Texto:
Para entender el origen de esta creencia, hay que recordar que, según los textos bíblicos, Dios se reservó el privilegio de dar nombres a todos los seres vivos, incluidos Adán y Eva. Por cierto, que en las elucubraciones sobre el idioma utilizado en estas primeras nominaciones, el padre Larramendi, erudito vasco, asegura que, en tan solemne ocasión, el Supremo Hacedor se pronunció en eusquera.

A partir del Génesis, la imposición del nombre gozó de claras connotaciones religiosas, como pone de manifiesto el hecho de que, durante muchos siglos, los recién nacidos no recibían denominación alguna hasta tanto no se produjesen ciertos ritos propiciatorios: circuncisión, lustración, purificación o bautismo.

La costumbre cristiana, observada durante siglos, de poner al recién nacido el llamado «nombre de pila», correspondiente a un santo, con frecuencia el del día, añade a la intervención divina en la fecha de nacimiento la protección que por parte de su abogado celestial tendrá de por vida. En ciertos casos, el tránsito hacia otro estado religioso llevaba consigo la imposición de un nuevo nombre, como ha venido ocurriendo tras tomar los hábitos monacales o resultar exaltado hacia el pontificado, esto último desde el año 1009.

Gregorio el Grande, a finales del siglo VI, trasformó en precepto lo que hasta entonces había sido una recomendación de la Iglesia, imponiendo en exclusiva los nombres del santoral. Aún así, esta disposición no fue del todo obedecida en el mundo cristiano hasta después del siglo X. Todavía hoy, existen algunos países de confesión católica en los que no se permite a los padres poner a sus hijos nombres que no se correspondan con los de algún santo. Aunque, en la mayoría de los países occidentales la libertad incluye la elección de nombres «blasfemos».

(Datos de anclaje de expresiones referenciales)
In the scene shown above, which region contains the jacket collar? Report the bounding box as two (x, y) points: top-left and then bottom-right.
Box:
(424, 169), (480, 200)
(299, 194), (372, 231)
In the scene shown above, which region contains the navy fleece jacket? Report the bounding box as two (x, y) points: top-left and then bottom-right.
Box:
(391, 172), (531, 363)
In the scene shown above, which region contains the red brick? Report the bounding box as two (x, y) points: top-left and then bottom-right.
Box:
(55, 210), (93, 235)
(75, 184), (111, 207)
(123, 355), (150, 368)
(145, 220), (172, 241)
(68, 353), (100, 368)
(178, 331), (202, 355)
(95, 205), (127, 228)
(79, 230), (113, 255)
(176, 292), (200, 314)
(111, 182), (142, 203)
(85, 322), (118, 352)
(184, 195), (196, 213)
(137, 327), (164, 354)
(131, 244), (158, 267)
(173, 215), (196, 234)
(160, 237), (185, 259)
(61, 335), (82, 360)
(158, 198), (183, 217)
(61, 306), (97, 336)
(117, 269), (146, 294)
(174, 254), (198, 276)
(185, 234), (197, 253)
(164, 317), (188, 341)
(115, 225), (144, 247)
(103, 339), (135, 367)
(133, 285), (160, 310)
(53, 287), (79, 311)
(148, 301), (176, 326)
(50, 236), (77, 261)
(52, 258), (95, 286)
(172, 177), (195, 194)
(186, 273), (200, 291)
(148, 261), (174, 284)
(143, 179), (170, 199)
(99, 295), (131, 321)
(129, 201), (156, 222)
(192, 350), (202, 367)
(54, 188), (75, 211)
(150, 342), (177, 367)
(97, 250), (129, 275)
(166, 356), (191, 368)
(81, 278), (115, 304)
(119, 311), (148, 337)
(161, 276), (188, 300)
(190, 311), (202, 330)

Qué hacer: Traduzca al inglés esta oración del texto sobre el origen religioso de los nombres: «Gregorio el Grande, a finales del siglo VI, trasformó en precepto lo que hasta entonces había sido una recomendación de la Iglesia, imponiendo en exclusiva los nombres del santoral.»

Problema resuelto: Gregory the Great, at the end of the sixth century, turned what had until then been a recommendation of the Church into a precept, imposing the names from the calendar of saints exclusively.